• **Goal of the exercise**
Pull every line of text from the rows below, word for word, and leave out the pictures.

• **Material**
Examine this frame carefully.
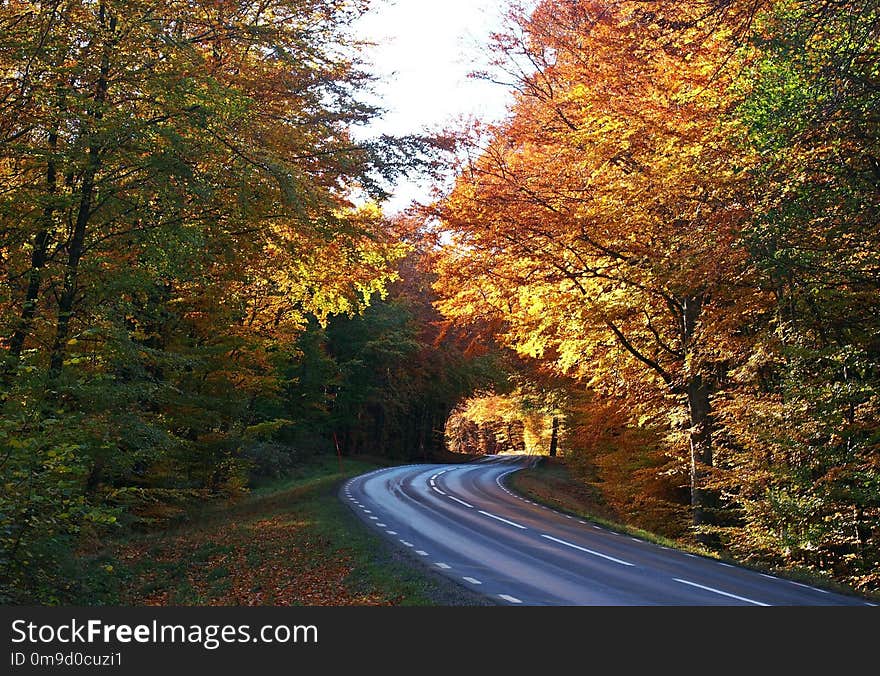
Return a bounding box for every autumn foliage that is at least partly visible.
[437,0,880,585]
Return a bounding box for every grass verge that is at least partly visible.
[81,457,488,606]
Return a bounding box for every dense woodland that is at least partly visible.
[0,0,880,603]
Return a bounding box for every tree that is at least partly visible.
[438,2,761,540]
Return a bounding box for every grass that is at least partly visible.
[508,461,880,601]
[81,456,488,606]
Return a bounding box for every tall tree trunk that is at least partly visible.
[49,3,117,379]
[687,375,712,544]
[3,99,64,383]
[550,415,559,458]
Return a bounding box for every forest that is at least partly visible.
[0,0,880,604]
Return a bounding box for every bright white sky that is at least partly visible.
[357,0,528,212]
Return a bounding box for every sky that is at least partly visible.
[357,0,528,213]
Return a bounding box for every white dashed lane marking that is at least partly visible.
[479,509,527,530]
[541,533,634,566]
[672,577,770,606]
[446,495,474,509]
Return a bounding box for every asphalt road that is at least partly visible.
[341,456,873,606]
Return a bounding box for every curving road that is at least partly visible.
[341,456,873,606]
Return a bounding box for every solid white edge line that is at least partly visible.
[478,509,528,530]
[541,533,635,566]
[789,580,831,594]
[672,577,770,606]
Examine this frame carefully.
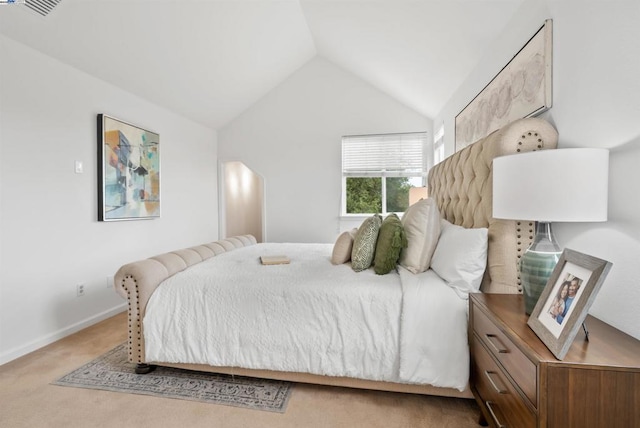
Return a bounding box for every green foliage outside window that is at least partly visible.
[387,177,412,213]
[347,177,412,214]
[347,177,382,214]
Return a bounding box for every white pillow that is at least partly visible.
[331,228,358,265]
[399,198,440,273]
[431,220,488,299]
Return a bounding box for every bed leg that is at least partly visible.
[478,412,489,427]
[136,363,156,374]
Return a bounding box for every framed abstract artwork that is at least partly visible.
[527,248,612,360]
[97,114,160,221]
[455,19,552,151]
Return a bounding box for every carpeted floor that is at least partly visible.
[0,313,480,428]
[53,343,292,413]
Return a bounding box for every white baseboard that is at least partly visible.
[0,303,127,365]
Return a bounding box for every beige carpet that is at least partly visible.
[0,314,479,428]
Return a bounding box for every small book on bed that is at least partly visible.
[260,256,291,265]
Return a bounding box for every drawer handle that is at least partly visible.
[484,370,507,394]
[485,401,507,428]
[485,333,509,354]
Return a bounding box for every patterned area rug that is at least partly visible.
[52,343,292,413]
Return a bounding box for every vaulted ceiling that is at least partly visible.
[0,0,524,129]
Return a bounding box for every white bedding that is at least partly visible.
[144,244,469,390]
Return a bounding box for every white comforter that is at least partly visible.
[144,244,469,390]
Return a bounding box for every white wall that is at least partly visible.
[218,57,432,242]
[0,36,218,364]
[434,0,640,338]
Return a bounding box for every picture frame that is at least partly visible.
[455,19,553,152]
[97,114,160,221]
[527,248,612,360]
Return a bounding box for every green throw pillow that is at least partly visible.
[373,214,407,275]
[351,214,382,272]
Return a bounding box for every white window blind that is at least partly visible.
[342,132,427,177]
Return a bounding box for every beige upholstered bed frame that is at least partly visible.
[115,118,558,398]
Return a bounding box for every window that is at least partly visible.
[342,132,427,215]
[433,123,444,165]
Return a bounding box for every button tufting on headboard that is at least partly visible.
[428,118,558,293]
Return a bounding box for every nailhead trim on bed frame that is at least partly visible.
[428,118,558,293]
[115,235,257,364]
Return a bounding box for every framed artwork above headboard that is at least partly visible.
[455,19,552,151]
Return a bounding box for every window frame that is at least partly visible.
[340,131,428,219]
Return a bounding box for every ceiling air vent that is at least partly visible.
[25,0,62,16]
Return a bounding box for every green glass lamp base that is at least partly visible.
[520,250,561,315]
[520,221,562,315]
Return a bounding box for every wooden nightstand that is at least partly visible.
[469,294,640,428]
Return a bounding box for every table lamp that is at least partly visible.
[493,148,609,314]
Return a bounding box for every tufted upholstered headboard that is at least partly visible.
[428,118,558,293]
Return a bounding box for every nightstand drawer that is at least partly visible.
[473,307,538,407]
[471,337,536,428]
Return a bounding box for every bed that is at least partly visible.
[115,118,557,398]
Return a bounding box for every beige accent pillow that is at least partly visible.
[400,198,440,273]
[331,228,358,265]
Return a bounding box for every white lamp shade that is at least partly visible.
[493,149,609,222]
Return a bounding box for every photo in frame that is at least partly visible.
[455,19,553,152]
[97,114,160,221]
[527,248,612,360]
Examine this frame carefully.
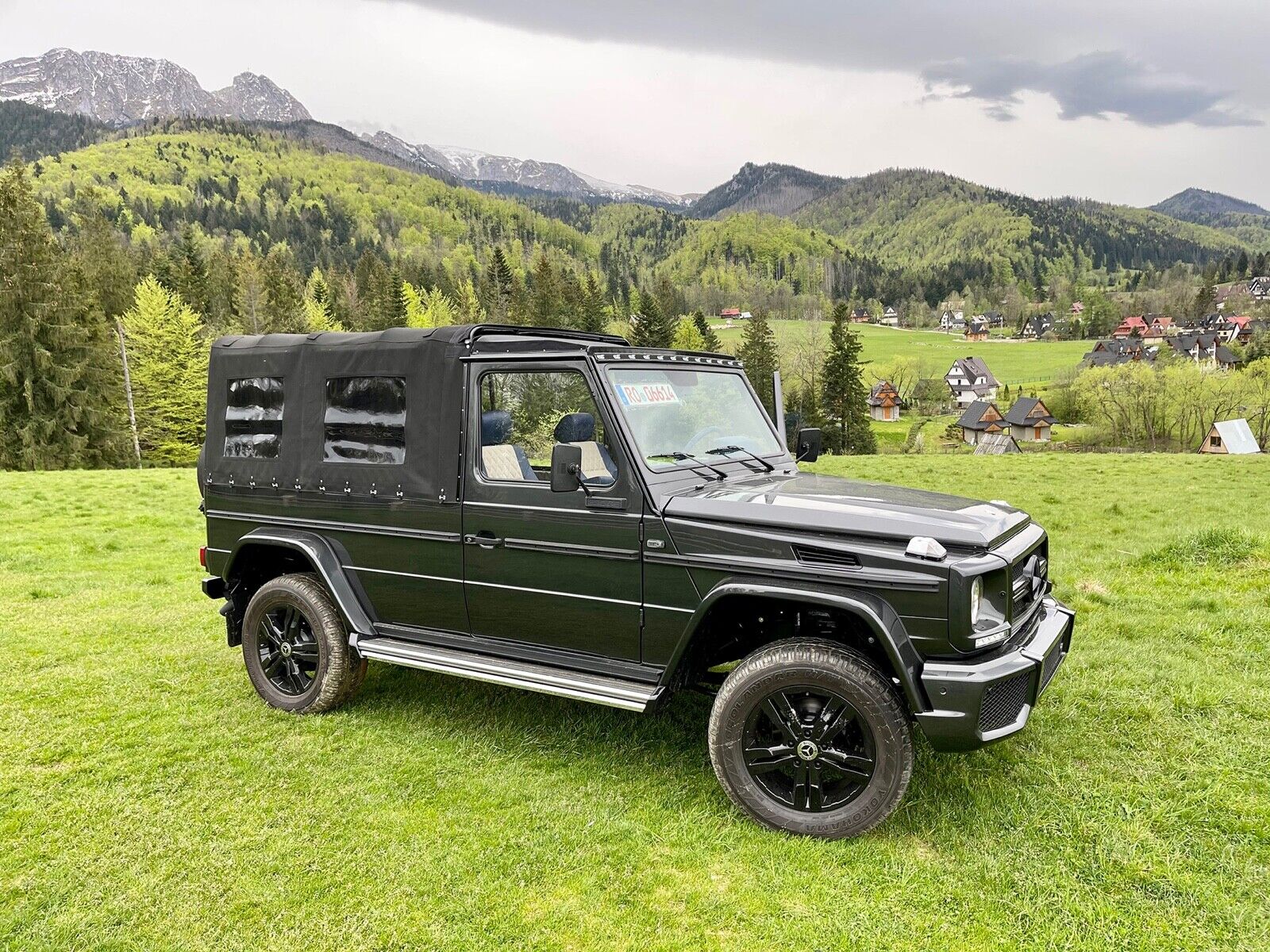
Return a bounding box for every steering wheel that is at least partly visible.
[683,427,728,453]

• **Solution to the exercise**
Examine this frame carefully.
Return a bounding box for every autumn foliage that is at least partly visible.
[437,0,880,585]
Return a bounding box for every grass verge that is at least partly visible.
[81,457,488,606]
Return a bounding box for every dense woodland that is at least partly visible.
[0,0,880,603]
Return a bounding box for every tree that is at least partly visible.
[438,2,761,540]
Return a bounding box for every grass that is at least partly visible.
[508,461,880,601]
[81,456,488,606]
Return a bounding box for every tall tree trunk that is at least partly visible.
[49,3,117,379]
[687,375,712,544]
[3,99,64,383]
[550,415,559,458]
Return a bounding box for every forest that is at least partly visible.
[0,0,880,604]
Return a bounding box for every bright white sky that is at least partly visible.
[357,0,528,212]
Return a bounding box for every sky that is at least partly visible.
[357,0,528,213]
Return a bounding box for every white dashed lane marking that is at least partly visible.
[479,509,527,530]
[541,533,634,566]
[672,577,770,606]
[446,495,474,509]
Return a bounding box for every asphalt road that is at least partly visible.
[341,456,873,606]
Return a bounding box for every curving road that is at least partly visible.
[341,456,873,606]
Return a bounding box for every solid white edge line that is at least partly visible.
[478,509,528,530]
[541,533,635,566]
[789,580,831,594]
[672,577,770,606]
Examine this frame carefully.
Return a bounding box for every green foliage outside window that is at least partly visible.
[387,177,412,213]
[347,177,412,214]
[347,177,382,214]
Return a bounding box for every white pillow that is at least partly visible.
[331,228,358,265]
[399,198,440,273]
[431,220,488,299]
Return a bounding box for every bed leg that is at least partly visible.
[478,412,489,427]
[136,363,156,374]
Return a bounding box for every framed abstract artwork that is at least partly visible.
[527,248,612,360]
[97,114,160,221]
[455,19,552,151]
Return a bounding box for every carpeted floor that is at least partly visible.
[0,313,480,428]
[53,343,292,413]
Return a bounding box for every white baseboard that is at least partly visible.
[0,303,127,365]
Return a bounding box for every beige carpet that is at least partly visible.
[0,314,479,428]
Return a bounding box for every small book on bed that is at least partly visible.
[260,256,291,265]
Return a bounding box for every drawer handle that is at least partly visible.
[484,370,507,394]
[485,401,507,428]
[485,333,509,354]
Return a bounding box for every patterned area rug that is at least partly visible.
[52,343,292,413]
Return a bounding box for every vaulted ceiling that is at least partly visible.
[0,0,524,129]
Return a bounding box for every white bedding that is at least partly visible.
[144,244,469,390]
Return a bounding box for every white comforter that is at least partly visible.
[144,244,469,390]
Return a bounding box for every white wall that is at least partly visible.
[218,57,432,242]
[0,36,218,364]
[434,0,640,338]
Return a bounding box for every picture frame that is at least partly visible.
[455,19,553,152]
[97,114,160,221]
[527,248,612,360]
Return a bounding box for every green throw pillow that is at least partly visible.
[373,214,407,275]
[351,214,382,272]
Return a bounding box for every white window blind that is at least partly visible.
[342,132,427,177]
Return a bounding box for every beige upholstered bed frame that is at least partly visible.
[115,118,558,398]
Return a bounding box for every window that is at least partly visible.
[342,132,427,215]
[433,123,444,165]
Return a bounding box for every button tufting on headboard that is at least partly visible.
[428,118,558,293]
Return a bounding box for every nailhead trim on bed frame that is at least partly visible.
[428,118,558,293]
[115,235,257,364]
Return a bounding box for every framed artwork above headboard that is at least partly visible.
[455,19,552,151]
Return a bounding box for every window frame that is at least partly visible.
[340,131,428,219]
Return a bounding box for every ceiling air vent that is at least partly visible.
[25,0,62,16]
Return a bounding box for every green glass lamp base that is at least partly visible.
[520,250,561,315]
[520,221,562,315]
Return a bounding box for every wooden nightstand that is at least partly visible.
[469,294,640,428]
Return a bounding box for every table lamp that is at least partly visible.
[493,148,609,314]
Return a bounding box for every tufted upholstered headboard that is at least partly visible.
[428,118,558,293]
Return a bounding box for every nightstand drawer that is at least partly visible.
[473,307,538,407]
[471,337,536,428]
Return a bounding box for every bed that is at least partly visible.
[115,118,557,398]
Return a bounding box for every beige accent pillow that is at least partly visible.
[400,198,440,273]
[331,228,358,265]
Return a bounding box for every white lamp shade that is at least partly visible.
[493,149,609,222]
Return a bounding box for every photo in frame that is at least partly visible.
[455,19,553,152]
[97,114,160,221]
[527,248,612,360]
Examine this frame carefully.
Return a bounding box for every steering wheel that is at least partly visible.
[683,427,728,453]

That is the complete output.